* _Brano proposto_

Satana è dunque in lacrime; paradossalmente gli altri demoni che Dante aveva incontrato scendendo fin là sembravano passarsela meglio, almeno li vediamo sfogare tutta la loro cattiveria e sadismo contro i dannati, e sembrano proprio divertirsi. Ma Satana piange.

Attorno a lui in ogni direzione c’è il vuoto, la terra stessa volle ritirarsi quando precipitò, per non esser toccata da tanto male; e non può parlare perché nelle sue bocche sono ficcati dei dannati, tanto che non si capisce nemmeno più chi sia punizione di chi. Lucifero, Giuda, Bruto e Cassio sono coloro che più hanno attentato al disegno di Salvezza di Dio e adesso condividono una tragica sconfitta. Sono perdenti, impotenti, soli. Tuttavia le lacrime di Lucifero non devono commuoverci perché sono frutto di invidia, rabbia e ignoranza e proprio quest’ultima mi rende quella pena ancor più spaventosa, poiché se è vero che le pene eterne dell’Inferno, quelle transitorie del Purgatorio oppure i premi celesti sono dispensati dalla luce della giustizia divina, significa che Lucifero è punito per un’azione della quale ancora si dimostra inconsapevole e arrabbiatissimo. Più dimessi e afflitti appaiano i tre uomini: Bruto si dimena ma non apre bocca, di Giuda vediamo solo le gambe e Cassio, seppur muscoloso, subisce senza condizioni il suo tormento.

* _Voci fornite_

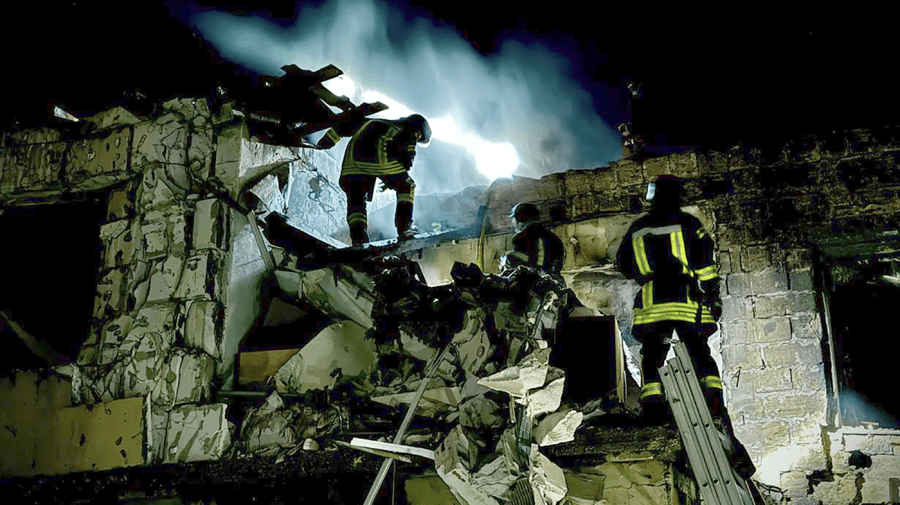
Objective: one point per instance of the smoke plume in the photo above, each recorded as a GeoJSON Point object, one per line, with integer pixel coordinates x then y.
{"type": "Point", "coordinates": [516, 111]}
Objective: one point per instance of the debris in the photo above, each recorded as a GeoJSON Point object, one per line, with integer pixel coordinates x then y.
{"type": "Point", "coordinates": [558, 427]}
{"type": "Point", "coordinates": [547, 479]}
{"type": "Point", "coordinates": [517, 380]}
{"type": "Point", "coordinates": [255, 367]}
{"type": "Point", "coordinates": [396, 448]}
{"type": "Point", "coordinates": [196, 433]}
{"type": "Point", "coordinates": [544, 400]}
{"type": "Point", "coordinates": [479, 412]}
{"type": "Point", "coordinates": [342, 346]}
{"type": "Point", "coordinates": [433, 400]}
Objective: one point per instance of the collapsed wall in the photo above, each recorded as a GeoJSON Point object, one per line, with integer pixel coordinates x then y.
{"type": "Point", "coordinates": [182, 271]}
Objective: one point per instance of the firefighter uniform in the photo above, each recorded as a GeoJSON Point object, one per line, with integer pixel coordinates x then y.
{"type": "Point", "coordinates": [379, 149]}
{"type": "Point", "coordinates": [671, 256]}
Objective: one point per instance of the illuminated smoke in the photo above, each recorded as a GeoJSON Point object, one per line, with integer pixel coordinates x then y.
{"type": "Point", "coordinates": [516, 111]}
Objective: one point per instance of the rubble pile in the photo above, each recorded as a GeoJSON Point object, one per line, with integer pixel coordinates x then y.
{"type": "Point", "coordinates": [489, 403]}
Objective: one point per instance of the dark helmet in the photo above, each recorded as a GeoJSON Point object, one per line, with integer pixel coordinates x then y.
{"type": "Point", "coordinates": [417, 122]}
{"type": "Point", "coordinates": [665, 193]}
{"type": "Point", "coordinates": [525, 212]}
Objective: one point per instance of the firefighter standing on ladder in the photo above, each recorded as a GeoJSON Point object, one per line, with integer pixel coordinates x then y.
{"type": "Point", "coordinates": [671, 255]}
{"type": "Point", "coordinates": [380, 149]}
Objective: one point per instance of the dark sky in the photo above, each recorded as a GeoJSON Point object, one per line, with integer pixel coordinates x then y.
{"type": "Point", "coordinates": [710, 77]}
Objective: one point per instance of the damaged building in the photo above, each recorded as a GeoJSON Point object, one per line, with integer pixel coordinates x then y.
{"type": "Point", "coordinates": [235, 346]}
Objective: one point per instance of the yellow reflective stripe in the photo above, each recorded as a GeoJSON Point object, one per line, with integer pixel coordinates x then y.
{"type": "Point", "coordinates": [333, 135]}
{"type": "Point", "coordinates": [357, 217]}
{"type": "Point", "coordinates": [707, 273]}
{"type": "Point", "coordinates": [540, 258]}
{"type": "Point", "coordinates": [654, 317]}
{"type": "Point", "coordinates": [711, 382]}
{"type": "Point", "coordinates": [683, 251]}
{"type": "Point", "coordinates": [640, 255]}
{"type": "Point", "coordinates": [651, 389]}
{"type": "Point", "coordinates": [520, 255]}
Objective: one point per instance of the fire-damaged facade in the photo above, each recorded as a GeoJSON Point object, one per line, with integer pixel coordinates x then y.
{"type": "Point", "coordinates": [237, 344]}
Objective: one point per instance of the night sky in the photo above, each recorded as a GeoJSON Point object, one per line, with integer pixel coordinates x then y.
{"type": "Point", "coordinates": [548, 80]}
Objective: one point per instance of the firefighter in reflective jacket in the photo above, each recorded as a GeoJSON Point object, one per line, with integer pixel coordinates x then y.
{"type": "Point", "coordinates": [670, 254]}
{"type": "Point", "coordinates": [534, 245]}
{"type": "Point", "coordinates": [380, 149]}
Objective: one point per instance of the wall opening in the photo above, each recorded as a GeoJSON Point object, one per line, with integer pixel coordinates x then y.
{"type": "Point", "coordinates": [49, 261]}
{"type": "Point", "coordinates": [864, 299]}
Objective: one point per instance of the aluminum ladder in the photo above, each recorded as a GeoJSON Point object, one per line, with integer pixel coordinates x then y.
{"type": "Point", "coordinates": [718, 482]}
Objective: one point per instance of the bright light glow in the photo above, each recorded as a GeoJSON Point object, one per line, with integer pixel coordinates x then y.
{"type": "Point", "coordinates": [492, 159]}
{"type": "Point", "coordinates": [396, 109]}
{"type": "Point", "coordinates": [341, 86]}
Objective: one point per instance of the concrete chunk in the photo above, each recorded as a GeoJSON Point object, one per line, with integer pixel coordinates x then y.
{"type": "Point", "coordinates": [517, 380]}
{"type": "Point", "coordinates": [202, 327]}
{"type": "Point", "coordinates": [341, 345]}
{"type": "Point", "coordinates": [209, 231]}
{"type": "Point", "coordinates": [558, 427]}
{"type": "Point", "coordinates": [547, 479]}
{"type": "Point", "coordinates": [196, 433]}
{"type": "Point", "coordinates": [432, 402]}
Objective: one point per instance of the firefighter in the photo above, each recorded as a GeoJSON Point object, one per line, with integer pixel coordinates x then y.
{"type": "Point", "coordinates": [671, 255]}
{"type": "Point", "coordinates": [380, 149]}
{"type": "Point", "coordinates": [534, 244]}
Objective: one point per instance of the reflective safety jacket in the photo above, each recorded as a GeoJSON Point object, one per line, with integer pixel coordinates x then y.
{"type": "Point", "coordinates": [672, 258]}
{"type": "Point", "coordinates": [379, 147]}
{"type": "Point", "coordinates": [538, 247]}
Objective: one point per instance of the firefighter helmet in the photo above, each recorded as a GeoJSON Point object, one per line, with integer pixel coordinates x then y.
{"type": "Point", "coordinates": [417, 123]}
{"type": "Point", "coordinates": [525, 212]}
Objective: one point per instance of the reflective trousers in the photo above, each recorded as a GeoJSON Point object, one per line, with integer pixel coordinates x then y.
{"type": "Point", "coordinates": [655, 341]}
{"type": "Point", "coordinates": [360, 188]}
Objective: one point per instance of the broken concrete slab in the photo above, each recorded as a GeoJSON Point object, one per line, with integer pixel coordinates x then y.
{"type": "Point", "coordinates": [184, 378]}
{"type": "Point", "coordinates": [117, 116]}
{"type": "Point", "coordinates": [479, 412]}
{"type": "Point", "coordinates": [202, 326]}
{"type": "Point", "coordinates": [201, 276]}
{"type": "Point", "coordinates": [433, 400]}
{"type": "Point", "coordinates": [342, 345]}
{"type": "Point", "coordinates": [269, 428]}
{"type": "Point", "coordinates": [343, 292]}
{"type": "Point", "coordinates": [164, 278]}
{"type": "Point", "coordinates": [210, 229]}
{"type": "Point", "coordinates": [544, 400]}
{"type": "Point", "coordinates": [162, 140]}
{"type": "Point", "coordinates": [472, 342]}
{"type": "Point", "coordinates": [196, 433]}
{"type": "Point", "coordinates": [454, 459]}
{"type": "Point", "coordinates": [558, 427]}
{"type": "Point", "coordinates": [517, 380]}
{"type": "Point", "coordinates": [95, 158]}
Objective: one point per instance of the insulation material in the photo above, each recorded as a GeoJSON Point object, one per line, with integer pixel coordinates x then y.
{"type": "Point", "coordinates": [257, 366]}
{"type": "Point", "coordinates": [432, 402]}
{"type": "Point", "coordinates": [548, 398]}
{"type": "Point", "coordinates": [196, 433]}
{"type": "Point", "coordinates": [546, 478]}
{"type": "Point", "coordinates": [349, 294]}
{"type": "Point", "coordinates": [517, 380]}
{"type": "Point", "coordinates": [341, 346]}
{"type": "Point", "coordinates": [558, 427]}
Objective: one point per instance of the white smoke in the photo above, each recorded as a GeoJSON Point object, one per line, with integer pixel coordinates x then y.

* _Consegne_
[1] Spiega in una o due frasi perché, secondo il brano su Satana, le lacrime di Lucifero non devono commuoverci.
[2] Elenca tutti i personaggi che, secondo il brano su Satana, condividono una tragica sconfitta.
[3] Prosegui il brano su Satana dopo la sua ultima frase.

* _Risposte per consegna_
[1] Le lacrime di Lucifero non devono commuoverci perché sono frutto di invidia, rabbia e ignoranza. L'ignoranza rende la sua pena ancora più spaventosa, perché Lucifero è punito per un'azione di cui si dimostra ancora inconsapevole.

[2] Lucifero, Giuda, Bruto, Cassio

[3]
Qual è dunque l’origine di quel pianto?  

La visione demoniaca trasmette un colossale senso di frustrazione, impotenza, rabbia; l’origine di ogni male dell’universo sembra adesso ridotta a una semplice macchina del freddo. È spiazzante, di più: è straniante! I dannati nella bocca di Lucifero sono anche una garanzia che egli non parli: del resto non si parla mai col Diavolo, è una raccomandazione fondamentale di qualsiasi esorcismo perché le sue parole sono un’arma micidiale: hanno persuaso Eva a peccare, hanno blandito Gesù stesso, tentandolo nel deserto, almeno fin quando egli, con la sua autorità, dovrà imporgli il silenzio. Forse è dovuto anche a questo la fretta di Virgilio di allontanarsi al più presto, non senza ancora la raccomandazione di guardare e passare implicita, necessaria lì forse più che altrove:

Ma la notte risurge; ed oramai
è da partir, ché tutto avem veduto (vv. 68-69)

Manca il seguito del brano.